In recent days, NSW Premier Gladys Berejiklian has been the centre of controversy amidst an investigation by the Independent Commission Against Corruption (ICAC) in New South Wales into former MP Daryl Maguire, with whom Berejiklian was once in a “close personal relationship.”
In September 2020 ICAC announced that investigations were being conducted into Maguire’s actions and into whether or not he had sought to monetise his position as a Member of Parliament.
This investigation is looking into the way in which Maguire used his public office to facilitate a land sale involving Louise Waterhouse near the proposed Western Sydney airport. It has been reported that Maguire was lobbying roads and maritime services as well as officials in the Premier’s office. If he was successful, ICAC has learned that Maguire could have potentially gained at least $690,000 in commission.
ICAC has since learned that Maguire used Berejiklian’s office to secure a meeting for Waterhouse and Melinda Pavey, who was then the roads minister. On October 6, 2020 it was revealed that Maguire had provided Waterhouse with Berejiklian’s personal email address.
Recorded phone conversations have revealed that the Waterhouse issue was repeatedly discussed between Maguire and Berejiklian. With the current investigation into Maguire’s past, many of Berejiklian’s colleagues have begun to doubt the Premier’s future.
In a statement to Star Observer, Greenwich has articulated that a motion of no-confidence is indicative of “maladministration and corruption” as there are no charges against the Premier, and that “the Premier continues to work hard to get us through the pandemic.”
Berejiklian survived a no-confidence motion in the NSW upper house on Wednesday, October 14, with Liberal President John Ajaka using his vote to defeat the motion, and in the lower house where the Coalition has a majority.
On Friday afternoon Maguire stated that he limited the information that he gave to Berejiklian, as the ICAC inquiry continues. Berejiklian also stated in a press conference that “I’m just focused on doing my job for New South Wales,” that she is a “witness” in the inquiry and that support from the community and her colleagues is “deeply appreciated.”

[Referring expression data based on photos]
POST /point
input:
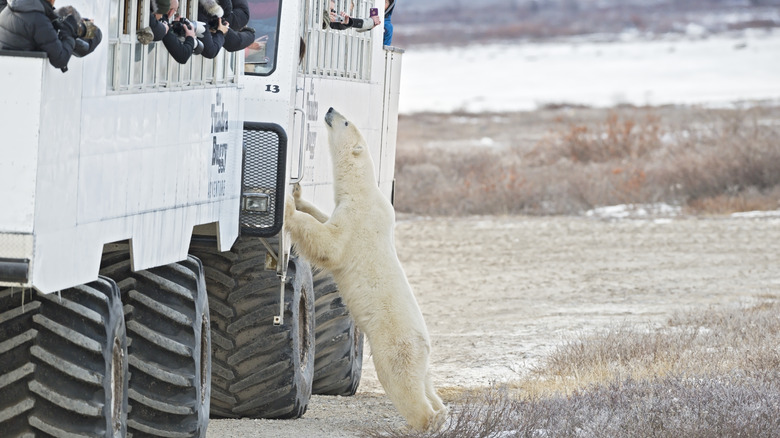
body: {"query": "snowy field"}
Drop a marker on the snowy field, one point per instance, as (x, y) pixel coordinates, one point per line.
(690, 69)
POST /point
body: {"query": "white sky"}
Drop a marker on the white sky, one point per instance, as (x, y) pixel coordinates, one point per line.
(522, 76)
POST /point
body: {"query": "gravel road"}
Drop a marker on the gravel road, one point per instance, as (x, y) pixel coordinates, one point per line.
(499, 293)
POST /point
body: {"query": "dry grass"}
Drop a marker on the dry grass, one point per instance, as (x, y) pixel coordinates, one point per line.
(568, 160)
(713, 373)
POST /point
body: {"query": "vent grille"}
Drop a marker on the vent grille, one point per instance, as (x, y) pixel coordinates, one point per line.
(265, 152)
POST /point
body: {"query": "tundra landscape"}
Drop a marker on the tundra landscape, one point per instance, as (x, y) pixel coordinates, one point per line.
(587, 267)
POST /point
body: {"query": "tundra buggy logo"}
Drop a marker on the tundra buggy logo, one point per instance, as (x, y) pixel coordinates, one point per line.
(219, 155)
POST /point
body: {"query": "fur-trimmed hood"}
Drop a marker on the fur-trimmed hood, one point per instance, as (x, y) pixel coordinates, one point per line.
(30, 6)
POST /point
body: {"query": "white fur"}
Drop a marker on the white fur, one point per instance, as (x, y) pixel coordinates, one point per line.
(356, 245)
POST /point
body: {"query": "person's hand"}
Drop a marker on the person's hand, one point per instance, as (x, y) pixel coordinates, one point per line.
(189, 30)
(223, 26)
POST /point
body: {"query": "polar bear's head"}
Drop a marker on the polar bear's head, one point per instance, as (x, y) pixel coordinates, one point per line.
(343, 136)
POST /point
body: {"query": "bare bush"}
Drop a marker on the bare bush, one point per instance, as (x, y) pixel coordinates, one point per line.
(713, 161)
(712, 373)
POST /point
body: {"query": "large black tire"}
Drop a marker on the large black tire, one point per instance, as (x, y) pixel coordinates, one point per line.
(338, 362)
(166, 310)
(259, 370)
(63, 362)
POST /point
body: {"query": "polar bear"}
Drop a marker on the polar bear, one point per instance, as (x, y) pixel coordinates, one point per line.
(356, 245)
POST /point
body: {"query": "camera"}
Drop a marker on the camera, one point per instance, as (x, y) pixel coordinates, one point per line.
(178, 29)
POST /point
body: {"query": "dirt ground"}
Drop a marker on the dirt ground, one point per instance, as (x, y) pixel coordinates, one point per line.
(499, 293)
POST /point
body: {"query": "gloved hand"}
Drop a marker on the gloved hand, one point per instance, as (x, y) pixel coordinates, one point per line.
(69, 26)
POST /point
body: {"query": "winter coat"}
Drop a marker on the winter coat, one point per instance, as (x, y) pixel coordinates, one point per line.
(27, 25)
(239, 36)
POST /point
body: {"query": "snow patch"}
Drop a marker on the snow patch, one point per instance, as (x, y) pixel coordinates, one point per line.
(631, 211)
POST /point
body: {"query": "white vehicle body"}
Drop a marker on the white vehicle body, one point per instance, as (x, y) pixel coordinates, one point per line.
(129, 147)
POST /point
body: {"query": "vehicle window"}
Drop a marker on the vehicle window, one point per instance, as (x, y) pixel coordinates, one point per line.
(260, 57)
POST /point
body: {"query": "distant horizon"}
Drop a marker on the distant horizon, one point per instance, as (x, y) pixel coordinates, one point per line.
(717, 70)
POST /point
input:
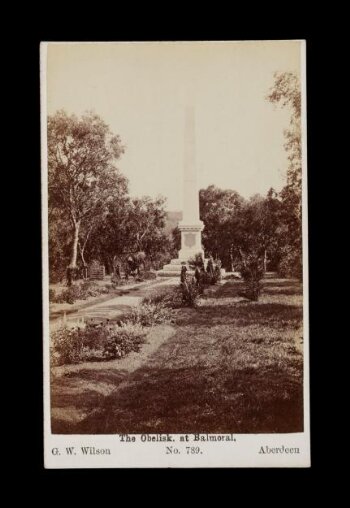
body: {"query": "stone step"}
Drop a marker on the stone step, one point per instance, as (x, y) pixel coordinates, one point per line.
(270, 275)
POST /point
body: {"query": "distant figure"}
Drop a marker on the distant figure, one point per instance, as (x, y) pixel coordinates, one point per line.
(197, 275)
(210, 266)
(183, 273)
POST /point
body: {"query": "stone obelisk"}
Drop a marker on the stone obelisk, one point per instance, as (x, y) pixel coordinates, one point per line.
(190, 226)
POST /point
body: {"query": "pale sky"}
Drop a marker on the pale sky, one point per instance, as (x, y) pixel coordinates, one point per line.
(141, 89)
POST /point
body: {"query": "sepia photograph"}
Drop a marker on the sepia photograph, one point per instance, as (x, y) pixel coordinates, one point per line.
(175, 260)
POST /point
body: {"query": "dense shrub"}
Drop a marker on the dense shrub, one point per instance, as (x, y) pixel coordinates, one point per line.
(67, 346)
(190, 291)
(148, 276)
(93, 342)
(197, 260)
(291, 263)
(252, 271)
(125, 338)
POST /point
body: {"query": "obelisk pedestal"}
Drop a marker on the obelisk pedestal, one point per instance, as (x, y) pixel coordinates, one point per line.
(190, 226)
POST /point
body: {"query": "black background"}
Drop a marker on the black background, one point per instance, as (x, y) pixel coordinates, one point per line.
(168, 22)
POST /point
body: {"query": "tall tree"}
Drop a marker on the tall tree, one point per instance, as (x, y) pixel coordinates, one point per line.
(219, 210)
(83, 177)
(286, 92)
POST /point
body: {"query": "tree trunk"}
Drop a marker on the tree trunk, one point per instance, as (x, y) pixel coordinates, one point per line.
(73, 261)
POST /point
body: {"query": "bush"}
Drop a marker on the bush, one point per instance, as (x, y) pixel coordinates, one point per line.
(148, 276)
(93, 342)
(252, 271)
(190, 291)
(196, 261)
(66, 346)
(126, 337)
(291, 263)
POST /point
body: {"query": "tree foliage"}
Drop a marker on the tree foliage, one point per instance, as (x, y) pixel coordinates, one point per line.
(91, 215)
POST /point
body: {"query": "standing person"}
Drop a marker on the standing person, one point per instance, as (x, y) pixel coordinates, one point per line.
(183, 273)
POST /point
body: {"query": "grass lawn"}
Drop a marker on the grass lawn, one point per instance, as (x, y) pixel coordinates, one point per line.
(230, 366)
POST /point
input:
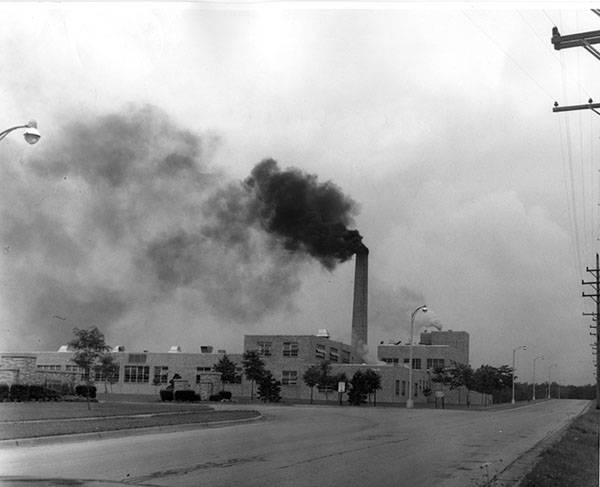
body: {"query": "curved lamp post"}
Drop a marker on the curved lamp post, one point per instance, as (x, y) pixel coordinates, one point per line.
(410, 402)
(522, 347)
(537, 358)
(32, 134)
(549, 369)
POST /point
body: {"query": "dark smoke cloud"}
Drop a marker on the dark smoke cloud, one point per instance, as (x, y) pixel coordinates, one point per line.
(120, 216)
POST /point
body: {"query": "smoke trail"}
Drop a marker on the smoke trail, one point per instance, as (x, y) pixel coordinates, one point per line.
(307, 215)
(121, 217)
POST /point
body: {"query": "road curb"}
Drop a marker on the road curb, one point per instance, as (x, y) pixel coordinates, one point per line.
(515, 472)
(99, 435)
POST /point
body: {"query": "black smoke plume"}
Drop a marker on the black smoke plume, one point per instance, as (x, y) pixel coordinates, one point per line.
(307, 215)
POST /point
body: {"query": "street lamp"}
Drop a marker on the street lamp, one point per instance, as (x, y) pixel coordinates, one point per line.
(549, 369)
(522, 347)
(537, 358)
(31, 135)
(409, 402)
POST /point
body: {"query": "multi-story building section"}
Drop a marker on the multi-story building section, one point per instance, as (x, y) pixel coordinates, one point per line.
(437, 349)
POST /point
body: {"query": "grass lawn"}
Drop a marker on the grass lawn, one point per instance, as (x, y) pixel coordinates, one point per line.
(573, 461)
(31, 420)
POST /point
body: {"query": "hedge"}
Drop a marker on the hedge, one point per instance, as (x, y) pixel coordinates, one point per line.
(86, 391)
(186, 395)
(166, 395)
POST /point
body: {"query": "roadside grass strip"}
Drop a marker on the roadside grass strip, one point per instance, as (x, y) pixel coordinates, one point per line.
(573, 460)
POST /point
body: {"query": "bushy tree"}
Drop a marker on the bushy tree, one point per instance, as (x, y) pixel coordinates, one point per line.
(372, 384)
(311, 378)
(269, 389)
(227, 369)
(254, 368)
(357, 394)
(89, 346)
(492, 380)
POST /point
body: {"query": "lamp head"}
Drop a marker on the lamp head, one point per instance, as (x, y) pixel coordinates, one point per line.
(32, 134)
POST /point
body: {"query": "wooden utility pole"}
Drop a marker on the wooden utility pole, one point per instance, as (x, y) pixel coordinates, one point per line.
(585, 40)
(596, 297)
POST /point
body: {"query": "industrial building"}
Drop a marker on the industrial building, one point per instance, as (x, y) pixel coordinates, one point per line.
(287, 357)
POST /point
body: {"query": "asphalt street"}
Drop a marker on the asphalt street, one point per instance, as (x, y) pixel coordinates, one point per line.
(311, 445)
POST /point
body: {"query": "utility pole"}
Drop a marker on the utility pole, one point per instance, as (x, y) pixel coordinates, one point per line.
(596, 297)
(585, 40)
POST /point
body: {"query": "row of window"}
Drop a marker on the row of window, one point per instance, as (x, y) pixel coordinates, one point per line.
(432, 363)
(290, 349)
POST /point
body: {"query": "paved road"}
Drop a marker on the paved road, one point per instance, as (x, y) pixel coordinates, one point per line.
(307, 446)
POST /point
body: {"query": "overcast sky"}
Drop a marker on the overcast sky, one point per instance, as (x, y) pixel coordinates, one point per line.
(472, 196)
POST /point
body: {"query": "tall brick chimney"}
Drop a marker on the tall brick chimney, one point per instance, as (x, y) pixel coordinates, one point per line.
(359, 309)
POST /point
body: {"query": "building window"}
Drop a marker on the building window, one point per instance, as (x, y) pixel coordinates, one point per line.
(435, 363)
(290, 349)
(137, 358)
(200, 371)
(289, 377)
(333, 354)
(75, 369)
(137, 373)
(264, 348)
(160, 375)
(48, 367)
(416, 363)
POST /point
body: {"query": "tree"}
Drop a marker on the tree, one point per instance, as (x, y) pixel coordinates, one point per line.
(109, 370)
(311, 378)
(492, 380)
(89, 346)
(254, 368)
(227, 368)
(269, 389)
(372, 384)
(325, 379)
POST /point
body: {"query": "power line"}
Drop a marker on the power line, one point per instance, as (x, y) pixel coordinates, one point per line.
(515, 62)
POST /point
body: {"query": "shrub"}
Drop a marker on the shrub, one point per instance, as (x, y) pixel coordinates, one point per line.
(51, 395)
(4, 389)
(86, 391)
(36, 392)
(166, 394)
(19, 392)
(186, 395)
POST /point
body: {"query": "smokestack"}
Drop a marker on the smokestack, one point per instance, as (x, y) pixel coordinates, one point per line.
(359, 310)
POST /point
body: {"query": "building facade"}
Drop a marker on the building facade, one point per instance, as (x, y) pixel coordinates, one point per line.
(436, 349)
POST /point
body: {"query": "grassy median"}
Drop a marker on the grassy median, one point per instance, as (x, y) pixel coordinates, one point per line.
(573, 460)
(32, 420)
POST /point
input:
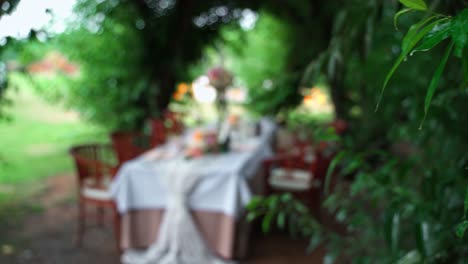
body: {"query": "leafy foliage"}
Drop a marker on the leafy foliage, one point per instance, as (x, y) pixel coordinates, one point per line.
(400, 189)
(428, 33)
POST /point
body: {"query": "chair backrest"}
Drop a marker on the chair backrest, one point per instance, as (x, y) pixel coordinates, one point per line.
(129, 145)
(94, 161)
(173, 123)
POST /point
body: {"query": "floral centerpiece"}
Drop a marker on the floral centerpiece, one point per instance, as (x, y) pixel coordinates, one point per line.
(221, 79)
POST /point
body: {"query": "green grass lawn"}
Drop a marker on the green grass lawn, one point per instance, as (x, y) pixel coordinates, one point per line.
(35, 143)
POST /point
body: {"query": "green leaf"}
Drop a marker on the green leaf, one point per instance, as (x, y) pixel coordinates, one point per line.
(461, 228)
(414, 35)
(314, 242)
(330, 170)
(254, 203)
(395, 231)
(251, 216)
(459, 31)
(266, 223)
(422, 239)
(281, 220)
(435, 82)
(392, 230)
(435, 36)
(412, 257)
(415, 4)
(465, 214)
(398, 14)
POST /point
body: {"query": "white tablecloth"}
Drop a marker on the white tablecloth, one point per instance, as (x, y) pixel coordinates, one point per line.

__ASSIGNED TASK__: Translate this sentence from the passage on the ICAC investigation into Spanish: "In September 2020 ICAC announced that investigations were being conducted into Maguire's actions and into whether or not he had sought to monetise his position as a Member of Parliament." None of the material is needed here.

__TASK ANSWER__: En septiembre de 2020, la ICAC anunció que se estaban llevando a cabo investigaciones sobre las acciones de Maguire y sobre si había intentado o no monetizar su cargo como miembro del Parlamento.